[Start DATA ENTRIES]
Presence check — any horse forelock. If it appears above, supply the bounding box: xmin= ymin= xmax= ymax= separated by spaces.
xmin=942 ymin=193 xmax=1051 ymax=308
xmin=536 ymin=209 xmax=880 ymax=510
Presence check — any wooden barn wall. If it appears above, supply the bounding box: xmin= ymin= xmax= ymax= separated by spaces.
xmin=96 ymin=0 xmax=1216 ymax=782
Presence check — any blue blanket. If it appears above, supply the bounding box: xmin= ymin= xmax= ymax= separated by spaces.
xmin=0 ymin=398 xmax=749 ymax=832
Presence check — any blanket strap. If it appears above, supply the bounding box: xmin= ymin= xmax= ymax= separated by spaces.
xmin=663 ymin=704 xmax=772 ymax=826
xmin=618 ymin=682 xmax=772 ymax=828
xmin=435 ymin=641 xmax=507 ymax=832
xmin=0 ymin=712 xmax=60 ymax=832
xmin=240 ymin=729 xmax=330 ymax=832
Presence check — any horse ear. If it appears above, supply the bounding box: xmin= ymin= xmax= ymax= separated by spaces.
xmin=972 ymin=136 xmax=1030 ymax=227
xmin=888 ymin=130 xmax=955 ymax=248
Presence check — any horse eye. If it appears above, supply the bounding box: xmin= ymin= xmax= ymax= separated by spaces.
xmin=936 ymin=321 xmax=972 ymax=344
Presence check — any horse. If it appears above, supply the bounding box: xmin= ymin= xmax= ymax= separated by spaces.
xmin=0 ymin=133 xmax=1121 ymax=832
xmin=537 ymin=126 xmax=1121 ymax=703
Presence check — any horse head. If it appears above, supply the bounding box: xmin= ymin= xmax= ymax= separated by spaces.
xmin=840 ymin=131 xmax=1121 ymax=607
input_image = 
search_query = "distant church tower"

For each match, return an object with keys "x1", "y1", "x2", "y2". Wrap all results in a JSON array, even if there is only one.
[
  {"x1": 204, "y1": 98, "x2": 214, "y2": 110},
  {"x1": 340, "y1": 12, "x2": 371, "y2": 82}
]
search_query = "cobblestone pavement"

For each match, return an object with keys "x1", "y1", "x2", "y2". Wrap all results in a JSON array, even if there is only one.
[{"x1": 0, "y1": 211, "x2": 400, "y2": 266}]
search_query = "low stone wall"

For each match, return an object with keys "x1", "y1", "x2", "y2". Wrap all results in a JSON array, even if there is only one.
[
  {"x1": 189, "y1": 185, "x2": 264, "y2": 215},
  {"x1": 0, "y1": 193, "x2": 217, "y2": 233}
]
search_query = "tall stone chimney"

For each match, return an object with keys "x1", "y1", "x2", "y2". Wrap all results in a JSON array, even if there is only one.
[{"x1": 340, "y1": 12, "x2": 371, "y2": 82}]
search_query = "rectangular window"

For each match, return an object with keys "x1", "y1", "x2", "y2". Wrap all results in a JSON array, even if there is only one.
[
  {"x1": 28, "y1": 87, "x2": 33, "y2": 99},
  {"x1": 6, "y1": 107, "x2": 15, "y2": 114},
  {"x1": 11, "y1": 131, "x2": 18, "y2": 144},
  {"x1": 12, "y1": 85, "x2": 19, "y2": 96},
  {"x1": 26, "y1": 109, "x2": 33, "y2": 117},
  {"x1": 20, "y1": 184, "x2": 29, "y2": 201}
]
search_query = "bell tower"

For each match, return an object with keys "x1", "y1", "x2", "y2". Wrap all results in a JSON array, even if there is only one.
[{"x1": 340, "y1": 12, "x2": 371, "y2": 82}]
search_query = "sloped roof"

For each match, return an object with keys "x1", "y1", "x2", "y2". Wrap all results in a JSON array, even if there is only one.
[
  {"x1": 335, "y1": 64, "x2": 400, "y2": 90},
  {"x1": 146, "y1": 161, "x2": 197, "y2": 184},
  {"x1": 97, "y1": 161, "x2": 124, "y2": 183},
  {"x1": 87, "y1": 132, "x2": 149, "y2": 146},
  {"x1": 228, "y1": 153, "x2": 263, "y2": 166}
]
[End DATA ENTRIES]
TASK DESCRIPTION: Rewrite the rows above, starting with the line that contains "Presence check — any blanket" and going on through the line that contains "xmin=240 ymin=729 xmax=330 ymax=832", keeping the request line and multiplying each bounding-box coordinate in the answers by 0.3, rounded to a whole number with halves rounded up. Give only those lines.

OUTPUT OF THE TASK:
Presence check — any blanket strap. If it appears above, supply the bounding box: xmin= ymin= xmax= ymax= separated by spaces.
xmin=199 ymin=211 xmax=232 ymax=248
xmin=185 ymin=205 xmax=232 ymax=248
xmin=131 ymin=192 xmax=152 ymax=250
xmin=0 ymin=214 xmax=18 ymax=250
xmin=72 ymin=219 xmax=99 ymax=250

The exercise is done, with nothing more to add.